- [EXCERPT PROVIDED]
+--
When it comes to medical insurance, you may have heard some negative things about balanced billing. What’s the truth and how does it compare to referenced-based pricing?
Balanced billing is a strategy where hospitals bill a certain amount, then the carrier negotiates a discount with the hospital. The carrier then pays out a certain amount and the price of it slowly goes up each and every year.
It is clearly a broken model.
Instead of the hugely inflated model used in balanced billing, carriers set their pricing at a specific level that is fair.
The pricing is above the low baseline of what hospitals will accept, but nowhere near the egregious kind of amounts, it can be. It should come in somewhere in the middle and that’s what the plan will pay.
It can be incredibly impactful in terms of cost savings – some have seen savings somewhere in the region of 30%.
In the majority of cases, there is no downside. However, around 1% of cases have seen the hospital reject the payment. They will then send a balanced bill to the treatment recipient. Unfortunately, these situations even happen with traditional models.
When a reference-based pricing model is done correctly, you have a claim advocate or attorney that negotiates, handles, and protects both the plan and the patient from the balanced bill.
This means no one is ever left in the lurch which is not the case in the traditional market.
Managing Director Wes Sierk speaks on his experience with the medical system when he had a brain injury.
He says that your insurance is supposed to cover you if you have an emergency.
"The trouble is that once you’re in the ICU, they have you."
The bill he got for the first day he spent in hospital was $186,000.
One of the things he noticed when he was checking it over was that there was an amount of $4,000 for a Physical Therapist on that first day.
He called his insurance provider, Cigna, and told them not to pay for that.
They responded, "Well, they might have had to come and move your legs or something similar."
He was in a coma. How does a physical therapist work on a patient in a coma?
One good thing about balanced billing was that this was negotiated down to around $85k.
With balanced billing, the insurer will say “this service is covered, but as an outside person came in to administer you with “X”, that wasn’t covered so you now owe $1,400.”
As another example, he had to go for an MRI scan that was approved and carried out at the facility he had been told to go to. The insurance would still only cover $400 of it. The extra $2,200 then needed to be paid.
It’s not hard to see that things quickly start adding up.
Ultimately, when it comes to medical billing, there can be issues with either a balanced billing or referenced-based pricing system.
However, referenced-based pricing, when properly structured, provides legal protection is not available with balanced billing.
+--
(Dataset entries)
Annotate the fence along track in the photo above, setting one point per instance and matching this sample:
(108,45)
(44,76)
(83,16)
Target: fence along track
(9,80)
+--
- [CHECK YOUR UNDERSTANDING]
1 – What are all the dollar amounts given in the article on balanced billing?
2 – According to the article on balanced billing, why is no one left in the lurch when a reference-based pricing model is done correctly?

- [ANSWER SET]
1 – $186,000; $4,000; $85k; $1,400; $400; $2,200

2 – When the model is done correctly, a claim advocate or attorney negotiates, handles, and protects both the plan and the patient from the balanced bill. That protection means no one is ever left in the lurch.